→ **TRECHO SELECIONADO**
_ _ _
O pequeno romance de Anne Walter14, o livro de Milan Kundera bem como as
reflexões de José Gil em Metamorfoses do corpo, oferecem pontos em comum para a
compreensão da relação entre corpos no sadomasoquismo. A interioridade mais íntima do
corpo é procurada ritualisticamente na relação com o outro. Os fetiches estabelecem as pontes
imaginárias, as metamorfoses do exterior em interior, do corpo em espírito, da percepção
externa em imagem interna. Fica sublinhado o vínculo artístico do cerimonial masoquista tal
como concebido por Sacher-Masoch e interpretado por Deleuze. O corpo se apresenta como
multiplicador dos espaços da alma e seus compartimentos. A substituição da relação direta
pelo fetiche era parte da cerimônia contratual. Tanto a versão freudiana quanto as versões, por
nós transcritas demonstram o processo ritualístico via fetiche.
No marketing da moda contemporânea, assistimos, por sua vez, a um esvaziamento de
sentido que provém basicamente do lado mercadoria da cultura e se liga ao fetiche na sua
versão negativa decantada por Marx.
Matéria no jornal O Globo15 afirma que uma linha de “lingerie”, meias, pirulitos,
máscaras, tamancos e cadernos está sendo lançada no mercado com a chancela da estrela do
Programa H. Tiazinha, diz o jornalista, empresta seu fetiche a produtos que devem
movimentar cerca de 30 milhões de reais em 1999. O corpo de Tiazinha é todo ele um fetiche,
uma mercadoria usada para venda de outras. É a fetichização como mercantilização geral.
_ _ _
→ **ITENS**
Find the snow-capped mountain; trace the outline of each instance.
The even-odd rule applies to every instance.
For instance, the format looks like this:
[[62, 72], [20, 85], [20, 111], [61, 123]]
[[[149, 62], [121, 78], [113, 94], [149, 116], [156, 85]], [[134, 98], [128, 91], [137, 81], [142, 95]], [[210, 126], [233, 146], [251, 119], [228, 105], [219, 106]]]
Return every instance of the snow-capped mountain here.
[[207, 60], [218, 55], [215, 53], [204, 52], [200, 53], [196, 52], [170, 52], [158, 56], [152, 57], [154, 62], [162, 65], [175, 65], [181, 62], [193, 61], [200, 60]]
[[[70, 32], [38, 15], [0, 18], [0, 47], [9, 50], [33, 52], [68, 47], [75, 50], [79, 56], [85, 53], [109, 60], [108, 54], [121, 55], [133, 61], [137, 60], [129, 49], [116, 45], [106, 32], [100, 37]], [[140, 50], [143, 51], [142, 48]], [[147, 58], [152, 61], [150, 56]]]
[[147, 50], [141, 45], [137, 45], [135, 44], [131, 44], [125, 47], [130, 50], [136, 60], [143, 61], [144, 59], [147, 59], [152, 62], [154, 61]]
_ _ _
→ **LISTA DE TAREFAS**
a: Reescreva tudo desde "Matéria no jornal" até "como mercantilização geral." no trecho sobre o fetiche, trocando "jornalista" por "repórter".
b: Indique se cada afirmação concorda com o trecho sobre o fetiche, respondendo sim ou não e citando as palavras do trecho que decidem a resposta. (i) Os produtos licenciados por Tiazinha devem movimentar cerca de 30 milhões de reais em 1999. (ii) A versão negativa do fetiche mencionada foi decantada por Freud. (iii) O cerimonial masoquista foi interpretado por Deleuze.
c: Segundo o trecho sobre o fetiche, quem escreveu as reflexões em Metamorfoses do corpo?
Os itens não têm nenhuma relação com o trecho sobre o fetiche.

→ **RESPOSTAS POR TAREFA**
a:
Matéria no jornal O Globo15 afirma que uma linha de “lingerie”, meias, pirulitos,
máscaras, tamancos e cadernos está sendo lançada no mercado com a chancela da estrela do
Programa H. Tiazinha, diz o repórter, empresta seu fetiche a produtos que devem
movimentar cerca de 30 milhões de reais em 1999. O corpo de Tiazinha é todo ele um fetiche,
uma mercadoria usada para venda de outras. É a fetichização como mercantilização geral.

b:
(i) Sim: "produtos que devem movimentar cerca de 30 milhões de reais em 1999".
(ii) Não: "se liga ao fetiche na sua versão negativa decantada por Marx".
(iii) Sim: "tal como concebido por Sacher-Masoch e interpretado por Deleuze".

c: José Gil.